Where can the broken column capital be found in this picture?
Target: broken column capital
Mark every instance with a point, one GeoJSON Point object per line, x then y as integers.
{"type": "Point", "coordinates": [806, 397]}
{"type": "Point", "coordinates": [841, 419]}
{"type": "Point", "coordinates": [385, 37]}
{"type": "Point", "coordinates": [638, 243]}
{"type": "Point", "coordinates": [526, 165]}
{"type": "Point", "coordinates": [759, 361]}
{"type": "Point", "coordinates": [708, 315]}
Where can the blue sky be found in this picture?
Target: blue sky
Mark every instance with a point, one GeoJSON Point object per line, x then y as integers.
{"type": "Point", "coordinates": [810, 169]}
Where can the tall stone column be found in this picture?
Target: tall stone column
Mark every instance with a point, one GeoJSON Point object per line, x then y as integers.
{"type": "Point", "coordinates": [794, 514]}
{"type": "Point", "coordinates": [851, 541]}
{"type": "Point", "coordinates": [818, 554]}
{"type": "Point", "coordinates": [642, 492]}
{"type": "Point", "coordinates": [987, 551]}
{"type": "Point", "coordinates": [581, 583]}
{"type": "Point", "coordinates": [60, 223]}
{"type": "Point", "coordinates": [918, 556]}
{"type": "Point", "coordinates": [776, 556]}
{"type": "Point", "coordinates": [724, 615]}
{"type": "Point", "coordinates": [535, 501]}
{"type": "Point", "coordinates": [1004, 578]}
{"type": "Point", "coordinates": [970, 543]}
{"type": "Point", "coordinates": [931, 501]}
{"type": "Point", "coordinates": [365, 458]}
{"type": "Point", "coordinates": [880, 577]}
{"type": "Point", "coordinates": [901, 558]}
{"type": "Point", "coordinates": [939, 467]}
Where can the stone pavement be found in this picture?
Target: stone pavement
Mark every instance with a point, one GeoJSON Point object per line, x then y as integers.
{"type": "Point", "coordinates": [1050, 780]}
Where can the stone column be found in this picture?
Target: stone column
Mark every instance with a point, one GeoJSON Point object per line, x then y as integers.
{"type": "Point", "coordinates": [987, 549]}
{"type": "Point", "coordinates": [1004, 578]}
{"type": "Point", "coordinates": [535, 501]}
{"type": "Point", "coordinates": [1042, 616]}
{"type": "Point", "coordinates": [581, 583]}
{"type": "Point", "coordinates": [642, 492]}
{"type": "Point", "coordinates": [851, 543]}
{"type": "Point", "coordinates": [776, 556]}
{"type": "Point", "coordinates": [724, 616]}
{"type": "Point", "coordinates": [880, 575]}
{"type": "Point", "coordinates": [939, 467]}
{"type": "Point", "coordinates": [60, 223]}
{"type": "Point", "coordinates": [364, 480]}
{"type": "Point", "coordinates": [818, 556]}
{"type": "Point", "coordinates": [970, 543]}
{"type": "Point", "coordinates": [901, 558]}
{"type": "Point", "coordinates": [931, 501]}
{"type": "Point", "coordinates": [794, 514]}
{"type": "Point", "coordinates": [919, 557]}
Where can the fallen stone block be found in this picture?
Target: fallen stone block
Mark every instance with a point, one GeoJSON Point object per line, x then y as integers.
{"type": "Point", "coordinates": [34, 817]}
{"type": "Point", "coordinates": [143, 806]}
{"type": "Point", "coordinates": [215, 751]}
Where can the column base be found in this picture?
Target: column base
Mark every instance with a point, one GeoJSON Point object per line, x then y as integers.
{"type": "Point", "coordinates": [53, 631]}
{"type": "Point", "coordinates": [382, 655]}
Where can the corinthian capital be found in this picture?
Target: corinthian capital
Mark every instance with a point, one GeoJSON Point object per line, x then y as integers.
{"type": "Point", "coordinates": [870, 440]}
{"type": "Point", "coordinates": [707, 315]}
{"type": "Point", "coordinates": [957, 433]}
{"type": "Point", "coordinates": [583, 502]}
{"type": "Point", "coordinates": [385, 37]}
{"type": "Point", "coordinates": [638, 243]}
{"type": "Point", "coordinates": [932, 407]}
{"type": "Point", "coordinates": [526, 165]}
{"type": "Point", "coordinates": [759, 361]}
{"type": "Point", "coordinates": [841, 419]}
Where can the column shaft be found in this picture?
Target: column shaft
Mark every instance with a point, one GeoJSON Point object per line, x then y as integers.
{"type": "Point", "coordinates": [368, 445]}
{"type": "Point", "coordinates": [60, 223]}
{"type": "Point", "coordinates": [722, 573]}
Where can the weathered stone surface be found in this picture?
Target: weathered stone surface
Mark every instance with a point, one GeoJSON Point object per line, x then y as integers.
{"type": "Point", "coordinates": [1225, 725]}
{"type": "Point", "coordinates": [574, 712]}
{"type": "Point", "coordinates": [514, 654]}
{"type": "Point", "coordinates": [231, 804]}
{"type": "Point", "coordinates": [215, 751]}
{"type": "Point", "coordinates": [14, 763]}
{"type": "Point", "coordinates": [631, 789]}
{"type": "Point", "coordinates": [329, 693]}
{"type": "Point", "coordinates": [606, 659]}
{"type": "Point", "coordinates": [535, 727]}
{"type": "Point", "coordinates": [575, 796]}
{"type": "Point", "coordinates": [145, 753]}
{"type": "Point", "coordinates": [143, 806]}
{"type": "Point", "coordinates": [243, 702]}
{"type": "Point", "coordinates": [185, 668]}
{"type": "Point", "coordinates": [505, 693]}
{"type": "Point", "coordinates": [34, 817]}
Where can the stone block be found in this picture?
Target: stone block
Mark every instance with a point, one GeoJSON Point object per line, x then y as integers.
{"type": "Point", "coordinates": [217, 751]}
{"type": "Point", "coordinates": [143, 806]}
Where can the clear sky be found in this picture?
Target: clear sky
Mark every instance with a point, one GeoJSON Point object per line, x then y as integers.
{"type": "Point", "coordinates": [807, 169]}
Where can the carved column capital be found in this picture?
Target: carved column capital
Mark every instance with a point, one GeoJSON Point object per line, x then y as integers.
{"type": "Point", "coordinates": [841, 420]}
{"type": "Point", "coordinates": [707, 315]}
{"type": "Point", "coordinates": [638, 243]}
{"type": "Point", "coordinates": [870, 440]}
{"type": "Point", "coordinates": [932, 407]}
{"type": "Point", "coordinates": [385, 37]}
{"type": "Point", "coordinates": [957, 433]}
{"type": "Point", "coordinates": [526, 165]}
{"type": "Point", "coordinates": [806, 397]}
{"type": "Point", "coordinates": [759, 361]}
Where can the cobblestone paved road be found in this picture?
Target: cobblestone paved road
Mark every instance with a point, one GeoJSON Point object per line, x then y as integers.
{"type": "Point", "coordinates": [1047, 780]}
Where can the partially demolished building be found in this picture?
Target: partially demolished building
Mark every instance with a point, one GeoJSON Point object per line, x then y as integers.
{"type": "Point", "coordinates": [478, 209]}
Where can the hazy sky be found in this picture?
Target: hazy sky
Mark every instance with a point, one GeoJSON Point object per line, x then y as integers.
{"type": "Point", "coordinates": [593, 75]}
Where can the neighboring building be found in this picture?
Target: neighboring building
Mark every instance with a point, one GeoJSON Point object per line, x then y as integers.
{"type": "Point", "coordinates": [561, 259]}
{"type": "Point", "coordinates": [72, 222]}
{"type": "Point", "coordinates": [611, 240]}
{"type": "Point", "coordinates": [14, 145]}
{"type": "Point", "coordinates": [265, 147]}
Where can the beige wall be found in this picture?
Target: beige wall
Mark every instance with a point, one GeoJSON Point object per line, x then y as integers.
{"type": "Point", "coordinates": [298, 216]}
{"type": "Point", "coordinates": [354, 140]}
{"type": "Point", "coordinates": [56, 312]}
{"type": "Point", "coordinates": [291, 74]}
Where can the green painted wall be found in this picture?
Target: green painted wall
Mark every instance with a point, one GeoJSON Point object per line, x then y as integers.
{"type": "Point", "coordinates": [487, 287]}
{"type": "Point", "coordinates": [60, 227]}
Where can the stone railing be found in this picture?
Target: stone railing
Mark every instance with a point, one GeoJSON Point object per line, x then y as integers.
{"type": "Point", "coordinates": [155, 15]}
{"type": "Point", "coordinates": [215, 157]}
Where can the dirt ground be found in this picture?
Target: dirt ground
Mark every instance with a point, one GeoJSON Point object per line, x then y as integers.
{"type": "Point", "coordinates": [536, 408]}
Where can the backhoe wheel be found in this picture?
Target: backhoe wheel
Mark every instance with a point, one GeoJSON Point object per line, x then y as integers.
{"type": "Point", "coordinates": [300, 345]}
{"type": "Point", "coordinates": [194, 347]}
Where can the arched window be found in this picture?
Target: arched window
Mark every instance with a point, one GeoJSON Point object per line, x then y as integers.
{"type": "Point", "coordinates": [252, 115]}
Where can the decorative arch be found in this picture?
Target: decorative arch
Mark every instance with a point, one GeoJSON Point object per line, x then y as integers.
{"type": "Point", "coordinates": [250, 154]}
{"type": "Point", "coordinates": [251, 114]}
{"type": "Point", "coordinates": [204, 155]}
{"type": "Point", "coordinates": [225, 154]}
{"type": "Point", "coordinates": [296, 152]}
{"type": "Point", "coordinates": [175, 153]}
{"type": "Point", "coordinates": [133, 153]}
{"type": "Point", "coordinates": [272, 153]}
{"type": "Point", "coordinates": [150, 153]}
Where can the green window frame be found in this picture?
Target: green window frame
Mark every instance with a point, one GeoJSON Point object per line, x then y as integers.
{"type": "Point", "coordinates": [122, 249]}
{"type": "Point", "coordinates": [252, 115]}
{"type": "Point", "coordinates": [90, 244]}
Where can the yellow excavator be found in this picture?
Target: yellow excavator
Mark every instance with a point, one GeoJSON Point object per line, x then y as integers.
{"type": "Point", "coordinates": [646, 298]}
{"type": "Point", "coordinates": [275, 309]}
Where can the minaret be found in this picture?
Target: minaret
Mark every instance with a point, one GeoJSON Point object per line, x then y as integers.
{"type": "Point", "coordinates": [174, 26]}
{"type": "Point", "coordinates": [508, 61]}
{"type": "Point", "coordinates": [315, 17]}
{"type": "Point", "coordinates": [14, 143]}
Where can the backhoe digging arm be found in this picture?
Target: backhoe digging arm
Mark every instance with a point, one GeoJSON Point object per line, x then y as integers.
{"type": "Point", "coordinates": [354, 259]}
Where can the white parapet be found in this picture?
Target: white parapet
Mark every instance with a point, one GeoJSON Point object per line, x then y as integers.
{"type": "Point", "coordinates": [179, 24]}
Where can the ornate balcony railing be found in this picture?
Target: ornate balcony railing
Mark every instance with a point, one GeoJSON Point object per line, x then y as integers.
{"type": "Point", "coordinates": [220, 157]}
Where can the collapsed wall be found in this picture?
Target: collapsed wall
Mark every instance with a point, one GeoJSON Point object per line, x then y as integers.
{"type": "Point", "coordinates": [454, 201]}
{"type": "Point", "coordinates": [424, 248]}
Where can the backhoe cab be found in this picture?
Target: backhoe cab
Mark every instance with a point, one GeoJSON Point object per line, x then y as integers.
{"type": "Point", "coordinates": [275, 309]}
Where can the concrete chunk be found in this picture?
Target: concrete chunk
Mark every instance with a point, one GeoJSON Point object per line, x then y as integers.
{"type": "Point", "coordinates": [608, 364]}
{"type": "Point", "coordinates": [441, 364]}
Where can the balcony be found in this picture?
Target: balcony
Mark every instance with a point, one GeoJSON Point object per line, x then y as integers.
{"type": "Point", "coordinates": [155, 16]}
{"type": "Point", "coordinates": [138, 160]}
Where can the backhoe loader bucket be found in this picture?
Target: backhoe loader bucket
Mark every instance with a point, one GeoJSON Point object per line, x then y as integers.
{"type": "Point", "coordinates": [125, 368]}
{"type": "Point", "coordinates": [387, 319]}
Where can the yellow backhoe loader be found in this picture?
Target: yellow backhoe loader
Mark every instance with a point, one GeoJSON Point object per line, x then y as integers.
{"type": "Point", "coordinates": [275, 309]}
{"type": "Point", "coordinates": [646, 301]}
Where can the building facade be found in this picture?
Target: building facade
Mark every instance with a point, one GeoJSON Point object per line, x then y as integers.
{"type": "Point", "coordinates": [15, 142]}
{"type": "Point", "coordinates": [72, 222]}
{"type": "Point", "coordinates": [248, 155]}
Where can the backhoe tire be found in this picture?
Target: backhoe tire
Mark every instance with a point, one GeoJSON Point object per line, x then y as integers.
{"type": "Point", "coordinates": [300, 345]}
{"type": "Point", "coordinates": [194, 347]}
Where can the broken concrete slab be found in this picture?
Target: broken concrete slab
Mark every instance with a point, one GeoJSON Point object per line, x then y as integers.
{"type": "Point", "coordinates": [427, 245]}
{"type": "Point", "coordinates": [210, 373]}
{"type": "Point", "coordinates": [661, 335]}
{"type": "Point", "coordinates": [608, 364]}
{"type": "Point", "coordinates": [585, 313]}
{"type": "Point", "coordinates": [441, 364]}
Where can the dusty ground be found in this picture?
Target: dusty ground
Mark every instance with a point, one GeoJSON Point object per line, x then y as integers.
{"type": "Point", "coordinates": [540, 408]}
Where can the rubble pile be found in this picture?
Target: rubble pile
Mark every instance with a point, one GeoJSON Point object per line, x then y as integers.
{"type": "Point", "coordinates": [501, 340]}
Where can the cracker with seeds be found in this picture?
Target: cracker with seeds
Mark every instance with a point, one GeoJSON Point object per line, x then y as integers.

- _Instruction_
Each line from the one containing "Where can the backhoe tire" to the final line of the entries above must be returned exactly, and no other line may appear.

- _Answer below_
Where can the backhoe tire be found in this picture?
Target: backhoe tire
Mark every instance with a point, one GeoJSON Point object per line, x then y as integers.
{"type": "Point", "coordinates": [300, 345]}
{"type": "Point", "coordinates": [194, 347]}
Where can the broken concrete slab be found in this picture?
Target: broken concrete slab
Mark every instance with a point, one GeoJSON Point object per line, x then y as integers.
{"type": "Point", "coordinates": [427, 245]}
{"type": "Point", "coordinates": [210, 373]}
{"type": "Point", "coordinates": [661, 335]}
{"type": "Point", "coordinates": [608, 364]}
{"type": "Point", "coordinates": [585, 313]}
{"type": "Point", "coordinates": [441, 364]}
Where can the dusty ground be found in this picture?
Target: dusty ground
Mark every instance with a point, one GeoJSON Point object per line, x then y as integers.
{"type": "Point", "coordinates": [540, 408]}
Where can the rubble pile be found in this picture?
Target: rubble pile
Mark every instance with a point, one GeoJSON Point object per line, x then y as integers.
{"type": "Point", "coordinates": [501, 340]}
Where can the cracker with seeds be found in this picture?
Target: cracker with seeds
Mark every instance with a point, one GeoJSON Point object per line, x then y as integers.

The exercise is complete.